Short problem
Exactly as written, transcribe the lines that run from the one containing "Exercise. Tag the dark" to the end of the records below.

Record excerpts
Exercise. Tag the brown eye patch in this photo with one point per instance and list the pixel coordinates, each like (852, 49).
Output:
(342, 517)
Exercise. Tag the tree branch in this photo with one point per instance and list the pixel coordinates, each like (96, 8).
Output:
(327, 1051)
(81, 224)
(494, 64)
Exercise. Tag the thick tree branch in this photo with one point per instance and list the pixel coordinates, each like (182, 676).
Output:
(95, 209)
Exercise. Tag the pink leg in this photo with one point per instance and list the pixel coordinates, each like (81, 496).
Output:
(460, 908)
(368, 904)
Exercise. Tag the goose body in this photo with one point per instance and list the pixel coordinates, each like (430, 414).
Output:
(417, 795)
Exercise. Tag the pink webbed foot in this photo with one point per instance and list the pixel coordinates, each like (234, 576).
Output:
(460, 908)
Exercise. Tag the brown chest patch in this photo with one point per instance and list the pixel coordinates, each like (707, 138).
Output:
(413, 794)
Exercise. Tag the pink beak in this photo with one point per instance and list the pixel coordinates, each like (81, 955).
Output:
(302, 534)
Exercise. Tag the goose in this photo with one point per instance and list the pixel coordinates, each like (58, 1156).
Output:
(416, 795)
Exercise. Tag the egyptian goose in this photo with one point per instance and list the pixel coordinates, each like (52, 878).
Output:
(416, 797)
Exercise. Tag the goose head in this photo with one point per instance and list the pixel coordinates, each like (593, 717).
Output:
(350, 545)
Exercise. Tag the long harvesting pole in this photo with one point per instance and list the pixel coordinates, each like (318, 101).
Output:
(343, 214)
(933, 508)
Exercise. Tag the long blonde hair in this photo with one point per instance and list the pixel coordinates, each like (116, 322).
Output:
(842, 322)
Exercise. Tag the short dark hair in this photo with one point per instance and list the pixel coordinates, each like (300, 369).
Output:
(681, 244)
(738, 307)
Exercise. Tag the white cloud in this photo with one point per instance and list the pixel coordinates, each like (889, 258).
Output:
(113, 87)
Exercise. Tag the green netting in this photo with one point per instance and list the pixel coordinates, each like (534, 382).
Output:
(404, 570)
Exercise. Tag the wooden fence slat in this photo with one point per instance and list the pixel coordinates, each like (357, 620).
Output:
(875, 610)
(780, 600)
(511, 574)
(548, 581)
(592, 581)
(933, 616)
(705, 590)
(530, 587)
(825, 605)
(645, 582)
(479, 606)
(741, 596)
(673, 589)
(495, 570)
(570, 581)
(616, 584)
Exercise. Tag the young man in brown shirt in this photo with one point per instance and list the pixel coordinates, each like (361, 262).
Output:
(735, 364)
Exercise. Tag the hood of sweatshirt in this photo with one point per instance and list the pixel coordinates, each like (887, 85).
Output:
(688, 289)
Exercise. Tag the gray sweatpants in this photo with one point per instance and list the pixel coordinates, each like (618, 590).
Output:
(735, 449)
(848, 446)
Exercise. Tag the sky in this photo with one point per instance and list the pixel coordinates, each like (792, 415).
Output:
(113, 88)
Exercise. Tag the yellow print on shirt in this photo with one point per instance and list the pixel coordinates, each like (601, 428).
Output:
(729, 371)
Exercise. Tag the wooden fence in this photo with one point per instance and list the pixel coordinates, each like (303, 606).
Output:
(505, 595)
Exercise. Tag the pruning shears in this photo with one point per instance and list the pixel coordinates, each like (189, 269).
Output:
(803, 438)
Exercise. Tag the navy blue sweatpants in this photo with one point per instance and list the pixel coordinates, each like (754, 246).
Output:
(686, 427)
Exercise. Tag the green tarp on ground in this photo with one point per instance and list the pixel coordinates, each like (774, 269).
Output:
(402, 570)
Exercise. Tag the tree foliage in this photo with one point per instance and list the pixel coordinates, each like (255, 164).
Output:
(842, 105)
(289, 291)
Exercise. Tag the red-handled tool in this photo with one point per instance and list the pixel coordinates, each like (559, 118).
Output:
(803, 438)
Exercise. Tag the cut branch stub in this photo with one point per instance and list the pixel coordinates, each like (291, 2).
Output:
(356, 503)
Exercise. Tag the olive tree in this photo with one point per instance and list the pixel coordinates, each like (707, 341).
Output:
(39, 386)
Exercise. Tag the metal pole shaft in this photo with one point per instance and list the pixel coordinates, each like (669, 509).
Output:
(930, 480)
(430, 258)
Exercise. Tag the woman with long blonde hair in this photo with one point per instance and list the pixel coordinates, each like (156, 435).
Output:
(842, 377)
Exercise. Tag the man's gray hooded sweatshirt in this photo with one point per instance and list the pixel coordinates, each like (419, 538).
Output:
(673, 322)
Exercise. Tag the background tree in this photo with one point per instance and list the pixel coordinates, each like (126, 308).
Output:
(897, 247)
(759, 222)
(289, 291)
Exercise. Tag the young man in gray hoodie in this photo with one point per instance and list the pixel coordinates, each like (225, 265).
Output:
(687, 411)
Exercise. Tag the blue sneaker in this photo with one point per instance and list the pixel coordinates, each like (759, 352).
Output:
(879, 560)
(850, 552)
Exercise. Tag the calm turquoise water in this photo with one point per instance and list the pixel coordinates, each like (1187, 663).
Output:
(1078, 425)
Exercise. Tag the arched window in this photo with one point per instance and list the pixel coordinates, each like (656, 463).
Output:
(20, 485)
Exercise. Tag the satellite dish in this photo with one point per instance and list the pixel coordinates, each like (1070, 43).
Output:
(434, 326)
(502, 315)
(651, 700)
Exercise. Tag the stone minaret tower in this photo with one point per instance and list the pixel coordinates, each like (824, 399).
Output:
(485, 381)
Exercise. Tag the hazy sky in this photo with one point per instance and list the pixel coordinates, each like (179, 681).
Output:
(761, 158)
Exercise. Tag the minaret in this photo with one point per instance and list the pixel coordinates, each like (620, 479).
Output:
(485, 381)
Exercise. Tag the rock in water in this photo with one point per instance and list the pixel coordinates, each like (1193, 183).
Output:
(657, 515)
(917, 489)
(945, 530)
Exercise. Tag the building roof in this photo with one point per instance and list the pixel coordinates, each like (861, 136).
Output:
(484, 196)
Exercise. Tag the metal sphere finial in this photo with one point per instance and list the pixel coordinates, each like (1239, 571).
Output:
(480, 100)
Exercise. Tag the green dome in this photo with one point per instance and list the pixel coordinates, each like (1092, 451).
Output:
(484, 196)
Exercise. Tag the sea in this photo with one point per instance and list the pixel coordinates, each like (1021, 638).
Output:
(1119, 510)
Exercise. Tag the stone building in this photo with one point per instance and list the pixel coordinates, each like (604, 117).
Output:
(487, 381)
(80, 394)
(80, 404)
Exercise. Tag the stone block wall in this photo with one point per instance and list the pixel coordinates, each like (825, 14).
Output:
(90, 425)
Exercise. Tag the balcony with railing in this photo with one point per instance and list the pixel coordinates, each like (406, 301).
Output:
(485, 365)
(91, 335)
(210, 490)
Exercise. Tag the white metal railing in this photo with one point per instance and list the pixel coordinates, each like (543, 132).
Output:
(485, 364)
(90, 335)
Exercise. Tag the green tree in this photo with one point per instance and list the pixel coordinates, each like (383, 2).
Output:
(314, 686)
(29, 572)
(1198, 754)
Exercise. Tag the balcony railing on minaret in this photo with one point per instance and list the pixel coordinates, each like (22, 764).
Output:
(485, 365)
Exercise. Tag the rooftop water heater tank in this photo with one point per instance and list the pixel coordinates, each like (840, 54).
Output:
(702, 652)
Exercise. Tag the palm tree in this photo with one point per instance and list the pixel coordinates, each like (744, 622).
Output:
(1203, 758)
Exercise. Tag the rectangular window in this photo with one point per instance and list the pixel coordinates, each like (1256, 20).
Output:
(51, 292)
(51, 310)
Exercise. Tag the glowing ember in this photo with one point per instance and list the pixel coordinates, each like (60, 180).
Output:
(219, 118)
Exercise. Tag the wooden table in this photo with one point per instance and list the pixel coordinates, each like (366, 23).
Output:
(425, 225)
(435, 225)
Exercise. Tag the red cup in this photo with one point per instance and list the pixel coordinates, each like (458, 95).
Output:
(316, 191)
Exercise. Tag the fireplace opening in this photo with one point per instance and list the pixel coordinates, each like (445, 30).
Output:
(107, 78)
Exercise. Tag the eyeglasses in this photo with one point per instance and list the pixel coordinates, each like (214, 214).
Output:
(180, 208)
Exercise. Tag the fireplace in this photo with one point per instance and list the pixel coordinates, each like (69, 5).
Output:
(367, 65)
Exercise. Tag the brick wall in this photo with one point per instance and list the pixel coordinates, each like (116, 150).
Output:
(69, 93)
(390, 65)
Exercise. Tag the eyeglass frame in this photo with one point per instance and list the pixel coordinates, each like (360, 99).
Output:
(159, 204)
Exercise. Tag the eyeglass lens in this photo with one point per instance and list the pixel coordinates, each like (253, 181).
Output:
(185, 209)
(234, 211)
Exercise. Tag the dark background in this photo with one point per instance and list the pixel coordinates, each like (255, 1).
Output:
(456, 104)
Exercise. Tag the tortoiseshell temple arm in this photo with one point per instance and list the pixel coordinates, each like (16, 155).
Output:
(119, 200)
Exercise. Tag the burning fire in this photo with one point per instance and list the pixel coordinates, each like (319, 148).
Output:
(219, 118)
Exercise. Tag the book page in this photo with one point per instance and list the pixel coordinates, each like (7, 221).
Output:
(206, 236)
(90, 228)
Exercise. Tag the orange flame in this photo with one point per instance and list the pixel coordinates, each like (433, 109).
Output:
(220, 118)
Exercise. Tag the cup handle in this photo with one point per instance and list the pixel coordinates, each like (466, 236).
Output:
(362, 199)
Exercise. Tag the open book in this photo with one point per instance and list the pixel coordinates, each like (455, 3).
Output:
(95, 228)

Answer to the task
Exercise. Tag the dark background in this photo with one point per instance and list the pixel coordinates, each like (255, 1).
Output:
(456, 104)
Exercise. Tag the tortoiseshell temple arm in this photo with one point per instance and list the pixel coordinates, each like (16, 155).
Output:
(119, 200)
Exercise. Tag the burning fire in this photo with one point per instance and list the pixel coordinates, each like (319, 148).
Output:
(219, 118)
Exercise. Tag the book page in this photo with one point per instance and list the pixel coordinates, each like (7, 221).
Output:
(206, 236)
(90, 228)
Exercise. Tag the orange flame in this photo with one point per instance and list the pixel coordinates, each like (433, 109).
Output:
(220, 118)
Exercise. Tag the cup handle in this photo with one point per instance and list the pixel coordinates, each like (466, 236).
Output:
(362, 199)
Exercise. Tag the open book in this photo with one point per instance and list the pixel coordinates, each like (455, 3).
Output:
(95, 228)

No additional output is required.